**Tarefa a cumprir**: Continue a entrevista com César Maia sobre a CORRENTE e o movimento estudantil, começando logo após a última frase do trecho.

**Trecho da página**:
..........

Otávio: Você já era uma pessoa importante para a CORRENTE?

César Maia: Eu já era tratado pelo “Xuxu” como um quadro qualificado para o debate. Eu participaria do Congresso representando a linha da CORRENTE, do Partido Comunista. Era para polemizar. O Congresso de Ibiúna foi dirigido pelo José Dirceu. A liderança do Congresso de Campinas foi o (Luís Gonzaga) Travassos (da Rosa). Houve um grande debate entre o Vladimir (Palmeira) e o Travassos. Eu representava a nossa ala, e tínhamos aquelas coisas de estudante. Você citava: “Não é assim que (Vladimir Ilitch) Lênin40 pensava, companheiro? De que livro? Quando ele foi escrito?”. Então não bastava estar com tudo decorado, não. Você tinha de estar naquele texto. Você só usava frases do livro que tinha lido, pois depois havia uma plenário. Era no plenário onde as coisas não aconteciam. Elas aconteciam nas reuniões. Eu participava representado a CORRENTE em um debate com os grande líderes, que eu não era. Mas era ali que nós polemizávamos. Nosso livro de cabeceira, a partir de 1967, já era Revolução na Revolução41, do Régis Debray42. Foi neste manualzinho que aprendi a Teoria do Foco, que demonstrava que você cria um ponto que eletriza, que existem razões de eletrização e de multiplicação. Portanto, o importante é ter avaliação deste quadro, preparar as condições de multiplicação e deflagrar o foco. Isto como metodologia geral. Em 1968, fui preso uma segunda vez em uma reunião do Diretório de Direito, se eu não me engano. É que eu fui mandado para retirar o nosso pessoal de lá. Porque aquilo ali era uma provocação, as pessoas acabariam presas. Em Belo Horizonte, eu ficava na casa da minha tia ou no Edifício Maleta43. A maioria se hospedava no Maleta, e se a polícia cercasse o edifício acabava a revolução em Minas.

..........

**Registros de dados**:
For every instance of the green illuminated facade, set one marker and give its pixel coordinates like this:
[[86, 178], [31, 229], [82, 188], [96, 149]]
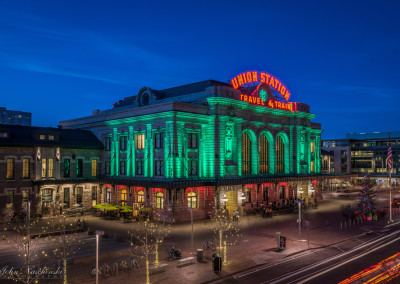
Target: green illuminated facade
[[200, 135]]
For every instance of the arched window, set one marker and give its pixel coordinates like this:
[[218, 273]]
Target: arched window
[[280, 155], [192, 200], [140, 196], [124, 197], [159, 200], [246, 154], [263, 152]]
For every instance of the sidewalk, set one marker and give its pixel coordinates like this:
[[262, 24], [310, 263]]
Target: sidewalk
[[255, 247]]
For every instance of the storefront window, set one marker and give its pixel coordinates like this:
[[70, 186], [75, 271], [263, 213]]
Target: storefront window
[[140, 196], [159, 200], [124, 197], [246, 154], [192, 200]]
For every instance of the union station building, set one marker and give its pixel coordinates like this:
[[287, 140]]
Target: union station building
[[204, 145]]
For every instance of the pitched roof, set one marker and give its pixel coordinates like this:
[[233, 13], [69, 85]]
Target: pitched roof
[[28, 136]]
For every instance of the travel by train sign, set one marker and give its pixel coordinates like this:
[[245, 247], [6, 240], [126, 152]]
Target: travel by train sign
[[263, 95]]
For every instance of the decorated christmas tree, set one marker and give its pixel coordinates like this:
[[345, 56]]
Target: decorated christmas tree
[[366, 204]]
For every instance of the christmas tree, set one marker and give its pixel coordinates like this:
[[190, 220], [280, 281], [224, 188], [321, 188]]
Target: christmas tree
[[367, 205]]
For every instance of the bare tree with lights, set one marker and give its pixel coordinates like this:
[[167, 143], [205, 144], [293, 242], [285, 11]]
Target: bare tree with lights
[[19, 238], [67, 241], [226, 230], [143, 242]]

..........

**Resposta ao exercício**:
Otávio: No edifício Maleta você dividia apartamento com Play44?

César Maia: Não era algo constante morar com o Play, pois eu nunca residia em lugar fixo. Dormia, saía, e retornava para casa de minha tia, como um estudante pacato. Vivia essa constante movimentação. Porém, quando fui tirar o pessoal da reunião do Diretório de Direito, a polícia cercou o local e eu fui o único preso, pois já tinha ficha. Saiu aquele bando de estudante, e disseram: “Você pra cá”. Me colocaram no camburão e levaram porque eu já era fichado, manjado. Então tive que entrar na clandestinidade. Na mesma época veio a convocação para o Congresso de Ibiúna, que era considerado um Congresso muito importante. E quem representaria a CORRENTE era um rapaz magrinho, de óculos, da Escola de Direito. Se eu não me engano, chamava-se (Sérgio) Bitencourt (Siqueira).

Otávio: E como você acabou sendo escalado para o Congresso?
César Maia: É que o Bitencourt ficou doente, ficou com febre. Não sei exatamente o que houve com ele, mas ele desistiu de ir. Foi a minha sorte, na verdade. E aí eu fui chamado pela direção do Partido, pela CORRENTE, pelo “Xuxu”: “Nós temos que estar representados. Nós temos que ir num Congresso desse. Você vai ter que voltar e vai representar o Partido”. Eu estava na Escola de Engenharia do Rio. Eu representava quem? Na verdade ninguém. E aí eu fui. Durou muito pouco, mas o Congresso de Ibiúna era gigantesco, organizado lá no meio do mato. Fizeram um descampado. E cada vez que alguém chegavam na padaria da cidade comprava mil pães. E ninguém desconfiava de nada (riso geral).
Otávio: O atual ministro José Dirceu era uma das estrelas do Congresso?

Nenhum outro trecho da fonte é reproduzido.